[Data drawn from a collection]
□ □ □ □

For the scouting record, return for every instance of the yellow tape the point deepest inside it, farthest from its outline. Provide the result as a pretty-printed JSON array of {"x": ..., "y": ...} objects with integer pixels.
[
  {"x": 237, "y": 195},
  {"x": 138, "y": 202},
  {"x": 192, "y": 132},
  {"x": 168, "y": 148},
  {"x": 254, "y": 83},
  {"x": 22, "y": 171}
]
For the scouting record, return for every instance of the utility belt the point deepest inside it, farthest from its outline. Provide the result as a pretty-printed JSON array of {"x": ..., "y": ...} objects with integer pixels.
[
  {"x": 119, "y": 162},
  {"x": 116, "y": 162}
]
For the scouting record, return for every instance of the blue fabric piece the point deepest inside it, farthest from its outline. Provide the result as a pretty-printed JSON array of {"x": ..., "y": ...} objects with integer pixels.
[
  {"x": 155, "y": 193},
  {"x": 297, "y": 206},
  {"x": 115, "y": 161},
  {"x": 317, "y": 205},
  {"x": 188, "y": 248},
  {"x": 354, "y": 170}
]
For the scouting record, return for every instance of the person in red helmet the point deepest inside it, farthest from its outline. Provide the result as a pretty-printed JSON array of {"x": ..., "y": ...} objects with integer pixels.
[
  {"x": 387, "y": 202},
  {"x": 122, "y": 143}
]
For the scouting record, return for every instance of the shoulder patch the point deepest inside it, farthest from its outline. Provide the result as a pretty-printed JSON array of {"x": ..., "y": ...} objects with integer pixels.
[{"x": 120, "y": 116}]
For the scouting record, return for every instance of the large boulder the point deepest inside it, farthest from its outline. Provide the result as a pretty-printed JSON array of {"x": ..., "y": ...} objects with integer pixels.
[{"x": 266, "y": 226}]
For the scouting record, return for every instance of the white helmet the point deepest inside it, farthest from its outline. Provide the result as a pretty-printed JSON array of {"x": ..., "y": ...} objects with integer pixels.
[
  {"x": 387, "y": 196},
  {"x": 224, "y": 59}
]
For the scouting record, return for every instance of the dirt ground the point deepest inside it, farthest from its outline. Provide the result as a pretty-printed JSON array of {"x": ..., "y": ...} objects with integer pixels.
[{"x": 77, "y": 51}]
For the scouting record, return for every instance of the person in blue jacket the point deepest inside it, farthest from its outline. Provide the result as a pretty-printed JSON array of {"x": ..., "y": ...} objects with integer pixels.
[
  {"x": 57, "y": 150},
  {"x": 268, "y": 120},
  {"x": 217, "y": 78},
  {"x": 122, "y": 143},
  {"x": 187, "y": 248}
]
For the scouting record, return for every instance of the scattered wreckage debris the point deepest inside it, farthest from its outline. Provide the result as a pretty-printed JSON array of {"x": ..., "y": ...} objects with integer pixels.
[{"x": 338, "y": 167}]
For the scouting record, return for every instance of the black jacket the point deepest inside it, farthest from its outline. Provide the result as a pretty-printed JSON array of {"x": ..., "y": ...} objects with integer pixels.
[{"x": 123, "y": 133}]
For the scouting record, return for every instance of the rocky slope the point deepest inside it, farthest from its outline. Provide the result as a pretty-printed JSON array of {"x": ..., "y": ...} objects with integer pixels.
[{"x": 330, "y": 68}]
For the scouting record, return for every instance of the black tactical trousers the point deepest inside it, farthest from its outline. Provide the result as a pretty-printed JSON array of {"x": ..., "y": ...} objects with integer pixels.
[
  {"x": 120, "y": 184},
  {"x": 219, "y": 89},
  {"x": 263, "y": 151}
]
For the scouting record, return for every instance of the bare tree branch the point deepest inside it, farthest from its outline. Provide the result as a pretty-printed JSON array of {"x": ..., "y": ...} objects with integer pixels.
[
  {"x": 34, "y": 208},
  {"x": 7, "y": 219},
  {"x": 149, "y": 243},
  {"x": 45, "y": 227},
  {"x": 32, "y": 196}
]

□ □ □ □

**Task description**
Quote each of the entries above verbatim, from the first to the last, without altering any character.

**Result for this task**
For the scouting record, return for every instance of the yellow tape the point deepest inside it, farthest from its outline. Provide the result as a pretty-printed JSON array of {"x": ..., "y": ...} objects with integer pixels.
[
  {"x": 237, "y": 195},
  {"x": 138, "y": 202},
  {"x": 192, "y": 132},
  {"x": 168, "y": 148},
  {"x": 254, "y": 83},
  {"x": 22, "y": 171}
]
For the scouting record, return for every instance of the utility belt the point deepest inside it, farthest from its outline. Provide the result as a pretty-printed JSON array of {"x": ..., "y": ...} objects with integer pixels.
[
  {"x": 119, "y": 162},
  {"x": 116, "y": 162}
]
For the scouting record, return for every instance of the blue fabric piece the point deepest inside it, farthest from its outline. Provide the result as a pretty-printed JSON array of {"x": ..., "y": ...} objects with integer pixels.
[
  {"x": 155, "y": 193},
  {"x": 297, "y": 206},
  {"x": 115, "y": 161},
  {"x": 317, "y": 205},
  {"x": 188, "y": 248},
  {"x": 354, "y": 170}
]
For the scouting record, return for every instance of the person in red helmet the point deepest inside it, farthest from its outline. Provide the result as a pretty-printed JSON array of {"x": ..., "y": ...} objects with integer pixels.
[
  {"x": 387, "y": 202},
  {"x": 122, "y": 143}
]
For the scouting record, return for every instance of the shoulder patch the point deepest inside it, farthest from its outline. Provide the result as a pretty-printed JSON array of {"x": ..., "y": ...} objects with integer pixels.
[{"x": 120, "y": 116}]
For the scouting record, return for every instance of the large boulder the point deepest inside it, farthest from its outline. Provide the result as a pretty-printed JSON array of {"x": ..., "y": ...} objects with integer pixels.
[{"x": 266, "y": 226}]
For the scouting record, return for every instance of the white helmet the point deepest inside it, farthest from its outline. Provide the result as a pretty-printed JSON array of {"x": ..., "y": ...} objects with integer pixels.
[
  {"x": 387, "y": 196},
  {"x": 224, "y": 59}
]
For the scouting record, return for every instance of the dirt ground the point deepest inside it, farthest from its outline. Provide the result as a pretty-printed JSON array of {"x": ..., "y": ...} objects with integer pixels.
[{"x": 77, "y": 51}]
For the scouting record, return for every instance of the person in blue jacket the point deepest inside it, farthest from its outline. Provide the result as a pretty-printed JSON array of {"x": ..., "y": ...} objects with integer pixels.
[
  {"x": 57, "y": 150},
  {"x": 268, "y": 120},
  {"x": 217, "y": 78},
  {"x": 122, "y": 143},
  {"x": 187, "y": 248}
]
For the scouting record, return for every instance of the scattered wreckage debris the point deepest inside it, farthest from its outline. Provide the result as a pretty-printed JSON array of {"x": ..., "y": ...} objects with integer pixels.
[{"x": 338, "y": 167}]
For the scouting record, return for every instance of the black jacket the point deepest inside it, farthest from its outline. Provide the result as a pretty-printed JSON array of {"x": ..., "y": ...} objects with integer pixels.
[{"x": 123, "y": 133}]
For the scouting record, return for every instance of the rocky slope the point deepest inside it, farthest from its outline. Provide the result as a pretty-printed JSON array of {"x": ..., "y": ...} objects with integer pixels.
[{"x": 330, "y": 68}]
For the scouting record, return for every instance of the black tactical trousers the point deepest inside it, farthest from its outline. Provide the result as a pretty-printed JSON array of {"x": ..., "y": ...} objects with integer pixels.
[
  {"x": 120, "y": 184},
  {"x": 219, "y": 89},
  {"x": 263, "y": 151}
]
For the scouting record, return for every instance of the bare tree branch the point deepest inside it, farthest from its outline. Provide the result as a pretty-printed JSON array of {"x": ..., "y": ...} objects with integer pixels.
[
  {"x": 34, "y": 208},
  {"x": 7, "y": 219},
  {"x": 149, "y": 243},
  {"x": 45, "y": 227},
  {"x": 32, "y": 196}
]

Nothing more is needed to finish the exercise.